# [What is being asked]
Give every line of the records below as a numbered list, omitting blank lines.

# [Data for this exercise]

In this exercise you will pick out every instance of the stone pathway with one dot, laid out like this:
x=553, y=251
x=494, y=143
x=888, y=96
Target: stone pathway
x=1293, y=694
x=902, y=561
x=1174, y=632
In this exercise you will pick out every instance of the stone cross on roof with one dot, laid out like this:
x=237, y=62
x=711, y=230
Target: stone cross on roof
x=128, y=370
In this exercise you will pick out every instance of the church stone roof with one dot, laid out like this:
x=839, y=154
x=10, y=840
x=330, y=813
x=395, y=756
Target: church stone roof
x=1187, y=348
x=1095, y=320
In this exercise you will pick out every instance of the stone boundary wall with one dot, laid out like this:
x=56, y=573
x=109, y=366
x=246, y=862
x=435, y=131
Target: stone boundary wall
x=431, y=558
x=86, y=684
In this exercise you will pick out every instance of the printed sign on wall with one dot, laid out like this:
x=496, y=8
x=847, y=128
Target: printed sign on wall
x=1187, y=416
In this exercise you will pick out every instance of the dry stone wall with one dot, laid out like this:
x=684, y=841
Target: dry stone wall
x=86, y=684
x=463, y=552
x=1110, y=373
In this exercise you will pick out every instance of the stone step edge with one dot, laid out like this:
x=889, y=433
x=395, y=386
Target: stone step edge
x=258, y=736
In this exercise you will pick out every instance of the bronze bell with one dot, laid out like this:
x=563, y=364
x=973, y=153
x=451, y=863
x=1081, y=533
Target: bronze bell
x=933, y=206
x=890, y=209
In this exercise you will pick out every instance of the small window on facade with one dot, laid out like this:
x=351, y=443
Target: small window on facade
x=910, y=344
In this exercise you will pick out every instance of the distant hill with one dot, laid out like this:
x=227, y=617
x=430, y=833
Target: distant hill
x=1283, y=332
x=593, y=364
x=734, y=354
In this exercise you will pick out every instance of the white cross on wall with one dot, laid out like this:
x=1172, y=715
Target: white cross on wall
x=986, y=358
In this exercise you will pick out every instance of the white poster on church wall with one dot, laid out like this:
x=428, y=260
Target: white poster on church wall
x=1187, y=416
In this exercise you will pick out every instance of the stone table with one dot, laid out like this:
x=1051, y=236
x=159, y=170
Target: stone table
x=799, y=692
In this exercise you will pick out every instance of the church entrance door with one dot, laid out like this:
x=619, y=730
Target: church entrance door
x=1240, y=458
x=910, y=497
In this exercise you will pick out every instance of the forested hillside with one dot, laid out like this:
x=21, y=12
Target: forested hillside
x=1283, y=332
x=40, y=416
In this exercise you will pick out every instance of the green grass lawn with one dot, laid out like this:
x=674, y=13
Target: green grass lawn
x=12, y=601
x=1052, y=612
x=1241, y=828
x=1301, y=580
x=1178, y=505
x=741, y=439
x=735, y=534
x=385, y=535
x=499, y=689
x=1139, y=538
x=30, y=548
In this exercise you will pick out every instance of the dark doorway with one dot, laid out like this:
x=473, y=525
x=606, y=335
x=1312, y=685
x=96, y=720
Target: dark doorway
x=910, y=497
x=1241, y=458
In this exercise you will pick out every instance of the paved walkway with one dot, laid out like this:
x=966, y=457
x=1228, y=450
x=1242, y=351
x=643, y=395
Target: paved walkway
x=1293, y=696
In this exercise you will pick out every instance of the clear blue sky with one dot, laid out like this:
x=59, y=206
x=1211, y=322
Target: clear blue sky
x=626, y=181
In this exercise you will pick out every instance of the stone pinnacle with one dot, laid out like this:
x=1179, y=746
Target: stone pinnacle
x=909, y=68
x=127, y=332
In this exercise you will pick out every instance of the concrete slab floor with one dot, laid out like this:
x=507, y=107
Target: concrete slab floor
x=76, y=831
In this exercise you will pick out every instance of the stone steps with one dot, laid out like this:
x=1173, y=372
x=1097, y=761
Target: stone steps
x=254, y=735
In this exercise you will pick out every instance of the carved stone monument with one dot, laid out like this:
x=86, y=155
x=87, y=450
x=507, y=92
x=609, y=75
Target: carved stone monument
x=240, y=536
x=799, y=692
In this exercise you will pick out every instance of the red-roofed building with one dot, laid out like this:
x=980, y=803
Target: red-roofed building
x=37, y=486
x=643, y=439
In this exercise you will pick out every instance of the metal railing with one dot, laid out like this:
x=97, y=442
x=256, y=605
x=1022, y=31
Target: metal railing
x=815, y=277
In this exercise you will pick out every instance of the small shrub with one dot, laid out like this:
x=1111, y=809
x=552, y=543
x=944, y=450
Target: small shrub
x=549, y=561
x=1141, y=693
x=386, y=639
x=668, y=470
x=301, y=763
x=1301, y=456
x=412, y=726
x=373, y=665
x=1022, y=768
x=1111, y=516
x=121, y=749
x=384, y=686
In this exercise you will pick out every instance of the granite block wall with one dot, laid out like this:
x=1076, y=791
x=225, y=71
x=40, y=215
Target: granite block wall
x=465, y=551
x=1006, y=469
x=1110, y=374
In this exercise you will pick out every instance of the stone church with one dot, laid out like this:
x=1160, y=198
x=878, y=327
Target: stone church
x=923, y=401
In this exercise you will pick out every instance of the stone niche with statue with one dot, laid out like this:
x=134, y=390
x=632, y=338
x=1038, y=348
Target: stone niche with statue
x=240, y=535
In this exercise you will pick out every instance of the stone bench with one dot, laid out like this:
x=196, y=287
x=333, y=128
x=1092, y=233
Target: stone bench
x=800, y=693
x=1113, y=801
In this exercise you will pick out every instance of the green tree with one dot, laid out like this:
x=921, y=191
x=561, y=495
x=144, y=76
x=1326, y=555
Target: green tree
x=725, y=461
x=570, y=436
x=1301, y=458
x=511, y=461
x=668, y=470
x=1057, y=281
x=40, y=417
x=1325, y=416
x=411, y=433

# [Task answer]
1. In this exercise you will pick out every instance of the stone pathway with one dot, laid out like this:
2. x=553, y=251
3. x=494, y=143
4. x=888, y=96
5. Target: stone pathway
6. x=1293, y=694
7. x=902, y=561
8. x=1174, y=632
9. In this exercise you will pick out every instance of the stone cross on roof with one dot, laid out like this:
10. x=237, y=62
11. x=711, y=230
12. Target: stone cross on roof
13. x=128, y=370
14. In this exercise you will pick out every instance of the church stone roof with one dot, laid out like this:
15. x=839, y=154
16. x=10, y=840
17. x=330, y=813
18. x=395, y=756
19. Target: church stone roof
20. x=1187, y=348
21. x=1095, y=320
22. In this exercise you will pick out every instance of the stone boundary wall with one dot, laid out like this:
23. x=56, y=573
24. x=109, y=366
25. x=246, y=862
26. x=435, y=131
27. Target: stone boundary wall
28. x=431, y=558
29. x=86, y=684
30. In this exercise you will pick out every instance of the printed sign on wall with one dot, laid out like this:
31. x=496, y=8
32. x=847, y=128
33. Target: printed sign on wall
34. x=1187, y=416
35. In this exercise you will pick out every instance of the dry stone wall with one dot, laid out like this:
36. x=684, y=841
37. Target: dry stone wall
38. x=86, y=684
39. x=463, y=552
40. x=1110, y=373
41. In this exercise you will pick out every instance of the stone step edge with one dot, laid out like this:
42. x=889, y=433
43. x=395, y=386
44. Target: stone step edge
45. x=258, y=736
46. In this exercise you will pick out every instance of the bronze bell with one dot, laid out like this:
47. x=563, y=364
48. x=973, y=153
49. x=451, y=863
50. x=1081, y=533
51. Target: bronze bell
52. x=933, y=206
53. x=890, y=209
54. In this exercise you will pick out every instance of the small window on facade with one dot, laid out like this:
55. x=351, y=443
56. Target: small window on facade
57. x=910, y=344
58. In this exercise you will pick out every instance of the distant hill with one dot, laid out like this:
59. x=227, y=617
60. x=430, y=833
61. Target: distant hill
62. x=1283, y=332
63. x=593, y=364
64. x=734, y=354
65. In this exercise you will pick out every instance of the white cross on wall with one dot, laid out like this:
66. x=1172, y=715
67. Target: white cross on wall
68. x=986, y=358
69. In this exercise you will pick out every instance of the white poster on church wall with one dot, laid out like this:
70. x=428, y=260
71. Target: white poster on church wall
72. x=1187, y=416
73. In this exercise you will pick out every instance of the stone table with one dot, laid out like this:
74. x=1051, y=236
75. x=159, y=170
76. Target: stone table
77. x=799, y=692
78. In this exercise you will pick out every instance of the church entrance door with one dot, laid out like this:
79. x=619, y=730
80. Target: church entrance door
81. x=1240, y=458
82. x=910, y=497
83. In this exercise you will pick out every instance of the forested hillside with one dot, laid out like this:
84. x=21, y=12
85. Target: forested hillside
86. x=1283, y=332
87. x=40, y=416
88. In this exercise you will pick out every instance of the green grass lawn with one dot, laid out like this:
89. x=674, y=13
90. Target: green grass lawn
91. x=12, y=601
92. x=1052, y=612
93. x=1241, y=828
94. x=1301, y=580
95. x=1178, y=505
96. x=741, y=439
97. x=735, y=534
98. x=385, y=535
99. x=499, y=689
100. x=1139, y=538
101. x=30, y=548
102. In this exercise you will pick out every instance of the dark doorway with one dot, laid out like this:
103. x=473, y=525
104. x=606, y=335
105. x=1312, y=685
106. x=96, y=720
107. Target: dark doorway
108. x=910, y=497
109. x=1241, y=458
110. In this exercise you will pick out every instance of the paved walkway with one dot, laid out like this:
111. x=966, y=457
112. x=1228, y=450
113. x=1242, y=351
114. x=643, y=395
115. Target: paved walkway
116. x=1293, y=696
117. In this exercise you will pick out every instance of the clear blue sky with one dot, laid out like this:
118. x=59, y=206
119. x=1211, y=322
120. Target: clear blue sky
121. x=626, y=181
122. In this exercise you will pick out every instance of the stone pinnacle with one dot, laid out like this:
123. x=1179, y=746
124. Target: stone pinnacle
125. x=909, y=68
126. x=127, y=332
127. In this exercise you will pick out every instance of the concrete slab floor with one dot, laid out like this:
128. x=507, y=107
129. Target: concrete slab floor
130. x=76, y=831
131. In this exercise you will pick out every instance of the stone steps with one dot, laid out like this:
132. x=1173, y=372
133. x=1097, y=761
134. Target: stone steps
135. x=254, y=735
136. In this exercise you will pick out every instance of the carved stone monument with one dot, laid out like this:
137. x=86, y=155
138. x=87, y=450
139. x=507, y=92
140. x=609, y=75
141. Target: carved stone monument
142. x=240, y=536
143. x=799, y=692
144. In this exercise you will pick out every instance of the red-roofed building with one dot, laid out like this:
145. x=980, y=803
146. Target: red-roofed building
147. x=37, y=486
148. x=643, y=439
149. In this exercise you will pick out every instance of the metal railing with one dot, laid out like this:
150. x=97, y=442
151. x=256, y=605
152. x=1022, y=31
153. Target: metal railing
154. x=815, y=277
155. In this exercise you will pick out every instance of the small shrub with one dot, laid out like this:
156. x=1111, y=809
157. x=552, y=543
158. x=944, y=450
159. Target: small shrub
160. x=549, y=561
161. x=1141, y=693
162. x=386, y=639
163. x=668, y=470
164. x=301, y=763
165. x=1301, y=456
166. x=412, y=726
167. x=373, y=665
168. x=1022, y=768
169. x=1111, y=516
170. x=121, y=749
171. x=384, y=686
172. In this exercise you will pick out every instance of the granite block wall with one dot, laid out like this:
173. x=1076, y=791
174. x=225, y=71
175. x=40, y=215
176. Target: granite block wall
177. x=465, y=551
178. x=1006, y=469
179. x=1110, y=374
180. In this exercise you will pick out every instance of the stone church with one dot, laid out like this:
181. x=1160, y=198
182. x=878, y=327
183. Target: stone church
184. x=923, y=401
185. In this exercise you will pick out every instance of the stone niche with statue with one dot, laid out like this:
186. x=134, y=390
187. x=632, y=338
188. x=1038, y=348
189. Target: stone niche with statue
190. x=240, y=535
191. In this exercise you will pick out every instance of the stone bench with one dot, laid out like this:
192. x=196, y=287
193. x=333, y=128
194. x=1092, y=233
195. Target: stone bench
196. x=800, y=693
197. x=1113, y=801
198. In this exercise you will pick out every instance of the green tree with one dot, laid out like this:
199. x=921, y=191
200. x=561, y=495
201. x=144, y=76
202. x=1326, y=555
203. Target: green tree
204. x=725, y=461
205. x=570, y=436
206. x=1301, y=458
207. x=511, y=461
208. x=668, y=470
209. x=1057, y=281
210. x=40, y=417
211. x=1325, y=416
212. x=411, y=433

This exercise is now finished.